* Begin *
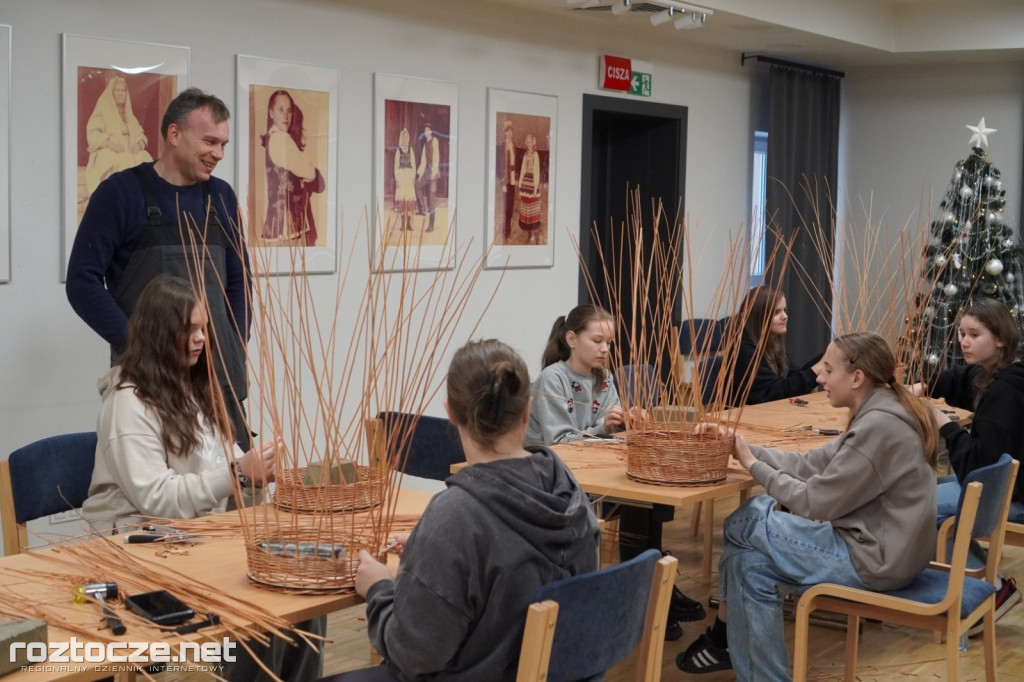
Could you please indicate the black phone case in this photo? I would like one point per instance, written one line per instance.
(161, 607)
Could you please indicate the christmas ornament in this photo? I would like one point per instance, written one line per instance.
(980, 136)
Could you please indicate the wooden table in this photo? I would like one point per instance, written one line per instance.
(599, 466)
(217, 562)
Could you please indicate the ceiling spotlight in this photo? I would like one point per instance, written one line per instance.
(662, 17)
(622, 7)
(691, 20)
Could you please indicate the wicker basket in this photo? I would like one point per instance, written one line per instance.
(304, 560)
(677, 457)
(292, 494)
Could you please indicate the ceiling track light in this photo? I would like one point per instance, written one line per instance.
(622, 7)
(663, 17)
(690, 20)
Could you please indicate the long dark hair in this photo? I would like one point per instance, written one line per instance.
(294, 127)
(870, 353)
(994, 316)
(576, 322)
(487, 389)
(757, 311)
(155, 363)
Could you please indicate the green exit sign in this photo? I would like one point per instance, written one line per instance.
(640, 84)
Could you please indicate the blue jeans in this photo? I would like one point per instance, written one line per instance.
(766, 550)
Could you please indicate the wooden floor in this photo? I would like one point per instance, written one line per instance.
(887, 652)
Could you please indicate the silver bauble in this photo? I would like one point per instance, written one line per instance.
(993, 266)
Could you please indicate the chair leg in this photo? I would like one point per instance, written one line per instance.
(800, 643)
(952, 651)
(989, 637)
(852, 645)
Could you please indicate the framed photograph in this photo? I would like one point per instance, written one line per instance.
(415, 179)
(520, 209)
(113, 96)
(4, 153)
(287, 131)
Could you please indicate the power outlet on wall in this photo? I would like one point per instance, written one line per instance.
(64, 517)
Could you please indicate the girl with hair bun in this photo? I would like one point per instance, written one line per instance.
(862, 512)
(511, 521)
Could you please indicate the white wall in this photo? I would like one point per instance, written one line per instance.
(50, 358)
(903, 132)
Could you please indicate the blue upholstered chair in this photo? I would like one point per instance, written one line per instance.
(432, 443)
(585, 625)
(45, 477)
(699, 336)
(942, 598)
(638, 385)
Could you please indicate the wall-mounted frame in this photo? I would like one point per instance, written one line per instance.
(5, 153)
(113, 96)
(415, 181)
(520, 213)
(287, 130)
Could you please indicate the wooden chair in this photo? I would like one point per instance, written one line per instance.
(942, 598)
(585, 625)
(431, 443)
(1015, 535)
(45, 477)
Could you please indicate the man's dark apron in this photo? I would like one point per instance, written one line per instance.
(166, 247)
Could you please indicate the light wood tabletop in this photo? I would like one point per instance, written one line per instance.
(216, 562)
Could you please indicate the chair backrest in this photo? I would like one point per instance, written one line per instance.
(432, 443)
(45, 477)
(638, 385)
(585, 625)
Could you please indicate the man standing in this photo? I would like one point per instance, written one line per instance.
(170, 216)
(507, 168)
(428, 173)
* End *
• _TASK DETAILS_:
Retype each record exactly as it stands, but do not include the pictures.

• _ANSWER TO THE TASK_:
Could you please indicate the black phone case in this photo? I would like one point per instance, written one line per instance.
(161, 607)
Could you please indicate the christmas ornament in this photo? I would like one point per instance, written one line per instance.
(980, 136)
Could you please indicate the wooden table in this photo? I would like one point per instance, written one line per instance.
(599, 466)
(217, 562)
Could you please indicate the ceiling spotlight in this photo? I would like one point per instance, written one line per instance.
(662, 17)
(622, 7)
(691, 20)
Could you please indicate the wicker basket in this photo? I would like one point per instance, written one line per instance.
(304, 560)
(677, 457)
(292, 494)
Could you please indicate the ceiling track light in this photo? I would like one point per instance, written one line per instance.
(622, 7)
(663, 17)
(690, 20)
Could you please indicate the long dark hair in this photo? I would like one point per instance, written one line per instance.
(294, 127)
(870, 353)
(994, 316)
(576, 322)
(487, 389)
(757, 311)
(155, 363)
Could you please indicate the green exit sign in this photo? I would like one point per instance, written one line per instance.
(640, 84)
Could you please indicate the blue jeans in this photo? I would like one point per instance, written one line per instance.
(766, 550)
Could you please indicate the wooden floor in this photo? I would like one point per instance, written one line per instance.
(887, 652)
Could you please indicate the silver bauble in this photo? I would like one point per instance, written one line per instance.
(993, 266)
Could you please indicate the chair leg in this photo? I would like one point per instance, written one line per instance.
(800, 643)
(952, 651)
(989, 637)
(852, 645)
Could you please indicate the framed photograph in this photo? I would like one point per instance, written one line per instance.
(415, 179)
(520, 209)
(113, 96)
(4, 153)
(287, 131)
Could you please indicate the power outlet on wall in this photo? I would like one point per instance, written one line per instance.
(64, 517)
Could you please indicate the girl with hair bun in this photo? I would like one point per instance, written one line per instance.
(862, 512)
(511, 521)
Could you please indicate the white wall in this photo? I would like one point per instance, written one line per instance.
(50, 358)
(903, 132)
Could you please indicate the blue upholstered chair in this photo? I would like one point per instance, written one line per instance.
(432, 443)
(585, 625)
(45, 477)
(699, 336)
(942, 598)
(638, 385)
Could you please indicate the wall-mounted frame in this photo? I would like one point per instance, written one line per instance.
(5, 153)
(113, 96)
(415, 181)
(520, 213)
(287, 130)
Could you please indicate the wooden chair in this photo? I would like one point per instance, written one line per instance.
(942, 598)
(585, 625)
(431, 443)
(1015, 535)
(45, 477)
Could you please indicate the man's dark apron in this photo? I would like one point per instance, written one line per instance.
(166, 247)
Could you please indicate the light wood tabletop in this photo? I would like one point per instance, written one line per instance.
(216, 562)
Could you please indicate the chair backrest in this photo? I would like one point per instance, written one line per instance.
(432, 443)
(45, 477)
(638, 385)
(585, 625)
Could you please indicate the man standing in this photo? I would like one point per instance, written one line per instance.
(170, 216)
(507, 168)
(428, 173)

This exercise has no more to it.